### КОРОТКОЕ ЗАДАНИЕ 1
В каком году, согласно тексту о ресторанах и садах старого Томска, открылся «Славянский базар»?
### КОРОТКОЕ ЗАДАНИЕ 2
Продолжите текст о ресторанах и садах старого Томска с того места, где он заканчивается.

Были и исключения — например, ресторан Хаймовича на берегу Ушайки. Отличался он не только расположением. Там любили сидеть семинаристы, «пить по ночам и безобразничать».
Рестораны от других питейных заведений отличались, в основном, ценой. А еще посетителей здесь обслуживал официант, одетый во фрак, и подавали «изысканные блюда». Одно такое стоило приблизительно 40 копеек, три — рубль. Подавали при ресторанах карасей в сметане, малосольную стерлядь, голубцы, пельмени, различные виды мяса. Из питья — виноградные вина и ликеры. Славился город и пивом — на выбор было множество сортов: «Баварское», «Венское», «Царское», «Козел», «Портер», «Белое», «Зимнее».
Богатые томичи не брезговали и увеселительными садами. Один из таких садов, сад Дистлера, находился рядом с Заистоком, чуть ниже нынешней центральной аптеки. В саду посетителей ждал театр, уютные лавочки… и девушки древней профессии.
Пожалуй, самым богатым садом был «Алтай», который находился за городом, по соседству с пивзаводом Крюгера на Московском тракте. Посетителей сюда ежедневно возили экипажи. В ресторане при саде всегда играл оркестр. Не всегда порядочно вели себя, правда, и богачи — добираясь до дома, они регулярно стреляли в воздух, пугая заисточных жителей. Регулярно в саду для посетителей пускали фейерверки.
Правда, и до этих эдемовых рощ добирались иногда отголоски общей ситуации в Томске: в 1891 году распорядителя сада топором зарубили два солдата, пока он наливал им водку.
Пожалуй, самый популярный ресторан Томска конца XIX века — «Славянский базар». Открыт он был в 1889 году. Именно туда решили отвести Чехова местные чиновники.
Ресторан находился на набережной Томи — место в то время чрезвычайно бойкое, рядом находились рынок и пристань. Особенно ресторан облюбовало томское купечество — здесь заключаются практически все сделки и проходили самые важные деловые встречи.
Несмотря на такой статус, близость к рынку давала о себе знать: в ресторане и вблизи часто случались любопытные происшествия. Драки на входе можно было наблюдать чуть ли не каждый день.
Усугубляло ситуацию и то, что на толкучем базаре в лавках часто играли в азартные игры. В газете «Сибирская жизнь» писали по этому поводу следующее: «На толкучем базаре некоторые торговцы допускают в своих лавках денежные игры в лото и карты, что вызывает скопление народа с неизбежными скандалами драками и прочими безобразиями».
Не только купцы любили «Славянский базар» — рестораном не брезговали и воры, пытаясь сбыть краденое. В газете «Сибирская жизнь» за 1907 год описан любопытный случай: «Иван Прохор Мингалев… доставил в 4 участок 24 декабря пальто на меху с барашковым воротником, заявив, что пальто дали ему 22 декабря неизвестные ему мужчины, прося продать его на толкучем базаре и после этого за пальтом не приходили. Передача пальто совершена была в „Славянском базаре“, что на толкучем рынке».

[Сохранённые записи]

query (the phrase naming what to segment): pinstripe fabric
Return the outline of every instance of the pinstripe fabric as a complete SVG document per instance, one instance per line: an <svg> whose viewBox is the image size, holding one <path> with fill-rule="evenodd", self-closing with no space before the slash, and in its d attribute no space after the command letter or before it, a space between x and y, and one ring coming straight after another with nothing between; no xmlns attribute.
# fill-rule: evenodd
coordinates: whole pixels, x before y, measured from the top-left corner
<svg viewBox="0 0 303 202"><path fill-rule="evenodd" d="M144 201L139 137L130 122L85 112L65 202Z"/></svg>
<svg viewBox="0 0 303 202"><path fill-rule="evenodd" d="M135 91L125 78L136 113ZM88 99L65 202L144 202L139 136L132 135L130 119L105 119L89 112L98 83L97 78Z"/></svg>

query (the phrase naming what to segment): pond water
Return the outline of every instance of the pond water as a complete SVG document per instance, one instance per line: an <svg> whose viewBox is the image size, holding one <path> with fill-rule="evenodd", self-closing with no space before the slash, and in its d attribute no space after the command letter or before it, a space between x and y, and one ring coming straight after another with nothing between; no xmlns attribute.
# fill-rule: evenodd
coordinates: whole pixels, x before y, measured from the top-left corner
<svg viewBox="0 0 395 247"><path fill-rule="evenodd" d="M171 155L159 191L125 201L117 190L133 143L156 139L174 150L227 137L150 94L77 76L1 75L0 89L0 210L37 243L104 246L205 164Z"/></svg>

### ОТВЕТ 1
В 1889 году.

### ОТВЕТ 2
«Привыкшие к водке, махорке и кражам»
— Там человек разбился, выпал с экипажа, а все трактир Завьялова! Сейчас мы сидельца прищучим!
Аршаулов давно ждал этого. С трактиром Завьялова у него были личные счёты. В молодости в кабаке с него сняли сапоги и китель, а всего-то полез в драку с половым. Больно сиделец грек любил общаться и шушукаться со всяким сбродом.
Караульный и полицмейстер побежали до кабака, а пьяного Осницкого, потерпевшего мещанина, отправили в больницу на карете. Улицы были оживленными. Гуляки удивленно поглядывали на бежавших.
— Его обчистили постоянные клиенты, отказался угостить их, — пояснил караульный. — У него своровали деньги, а он в драку полез. Сломали ему ногу, сняли жилет и сапоги, надели вместо них старые. Его потом с биржевым отправили, но он выпал. Кучер и не заметил.
— Часто этот грек такое выкидывает со своими дружками… Уж я знаю!
За перекрикиванием друг друга добрались до угла Жандармской. На входе толпились посетители кабака. Человек десять окружили пухлого мужчину с пенсне.
— Беги за подмогой. Всех до единого узнаю… Сливки общества собрались!
Сам Аршаулов уверенно направился ко входу, растолкав столпившихся. Жиганы отвлеклись от жертвы.
— Зачем пожаловали? Мы тут общаемся мирно, — толкнули пухлого в бок главный.
— Так. Все зашли быстро вовнутрь и нечего здесь, — потянулся к револьверу Аршаулов.
Жиганы засмеялись, но послушались. Их главарь, цыган со шрамом под глазом, перед дверью смачно плюнул на сапоги полицмейстера.
Пухлый сразу отступил за угол и засеменил в сторону Почтамтской. Один из шайки медленно скрылся из поля зрения и побежал за ним.
В трактире все сразу посмотрели на вошедшую компанию. Повисла тишина, непривычная для таких мест.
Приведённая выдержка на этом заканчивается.